%%

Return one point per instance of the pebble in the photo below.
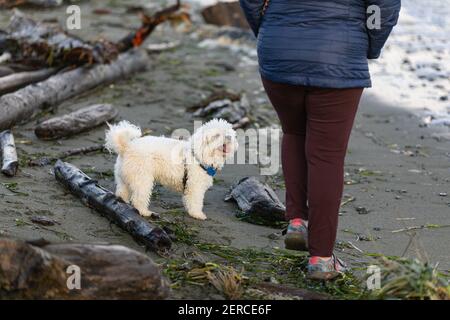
(362, 210)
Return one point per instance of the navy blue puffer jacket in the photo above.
(321, 43)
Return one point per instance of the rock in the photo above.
(257, 200)
(232, 111)
(107, 272)
(225, 14)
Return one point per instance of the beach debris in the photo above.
(274, 291)
(10, 164)
(365, 237)
(75, 122)
(346, 199)
(24, 103)
(44, 161)
(5, 71)
(256, 200)
(235, 112)
(113, 208)
(361, 210)
(160, 47)
(426, 226)
(52, 271)
(42, 44)
(34, 3)
(214, 96)
(43, 220)
(19, 80)
(410, 279)
(225, 14)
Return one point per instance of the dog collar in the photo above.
(209, 170)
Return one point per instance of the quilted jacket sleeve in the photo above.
(252, 10)
(389, 10)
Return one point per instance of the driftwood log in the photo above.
(10, 163)
(112, 207)
(75, 122)
(21, 105)
(19, 80)
(34, 43)
(42, 271)
(257, 200)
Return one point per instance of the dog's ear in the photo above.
(209, 137)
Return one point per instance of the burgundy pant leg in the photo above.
(289, 103)
(330, 116)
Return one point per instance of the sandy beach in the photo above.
(397, 169)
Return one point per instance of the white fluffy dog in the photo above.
(184, 166)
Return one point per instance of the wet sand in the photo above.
(399, 189)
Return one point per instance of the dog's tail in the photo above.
(118, 136)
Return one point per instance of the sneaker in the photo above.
(323, 269)
(297, 235)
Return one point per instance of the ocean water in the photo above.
(414, 69)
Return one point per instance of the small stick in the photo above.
(355, 247)
(10, 163)
(18, 80)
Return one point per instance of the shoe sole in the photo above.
(295, 242)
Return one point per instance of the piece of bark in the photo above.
(34, 43)
(225, 14)
(22, 104)
(112, 207)
(257, 199)
(10, 164)
(16, 81)
(44, 161)
(106, 272)
(75, 122)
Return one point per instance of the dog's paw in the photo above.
(199, 216)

%%

Give back each entry exactly as it appears, with no pictures.

_Problem solution_
Return one point per instance of the pebble in the photo below.
(362, 210)
Return one point per instance of the navy blue puffer jacket in the photo above.
(321, 43)
Return one point per instance of the rock in the photo above.
(257, 200)
(232, 111)
(107, 272)
(225, 14)
Return one point per instance of the beach debris in the photo above.
(274, 291)
(10, 164)
(365, 237)
(75, 122)
(346, 199)
(24, 103)
(44, 161)
(5, 71)
(256, 200)
(235, 112)
(113, 208)
(361, 210)
(160, 47)
(426, 226)
(52, 271)
(42, 44)
(34, 3)
(214, 96)
(43, 220)
(19, 80)
(410, 279)
(225, 14)
Return one point per instance of the dog collar in the photo above.
(209, 170)
Return one point per instance of the quilted jacket sleeve in the photo above.
(252, 10)
(389, 10)
Return one point per instance of the driftwood log in the photo above.
(10, 163)
(112, 207)
(75, 122)
(21, 105)
(19, 80)
(34, 43)
(42, 271)
(257, 200)
Return one point per instance of the dog's ear in the photo above.
(209, 137)
Return one point per instance of the burgundy pant leg in the photo above.
(289, 103)
(330, 116)
Return one point per instance of the sandy beach in the photo above.
(397, 169)
Return one point per instance of the white fluffy dog in the photo above.
(184, 166)
Return one point per instance of the wet sand in the photo above.
(399, 189)
Return one point per instance of the dog's tail in the photo above.
(118, 136)
Return one point per instance of the sneaker in the photo above.
(323, 269)
(297, 235)
Return one point per instance of the ocean water in the photo above.
(414, 69)
Return one point per instance of the small stick in the photo above.
(355, 247)
(10, 163)
(18, 80)
Return one point per instance of the shoe sole in the photo above.
(295, 242)
Return one point per instance of the piece of bark in the photo above.
(34, 43)
(225, 14)
(22, 104)
(112, 207)
(257, 199)
(10, 164)
(16, 81)
(44, 161)
(106, 272)
(75, 122)
Return one point per instance of the dog's paw in the photo above.
(199, 216)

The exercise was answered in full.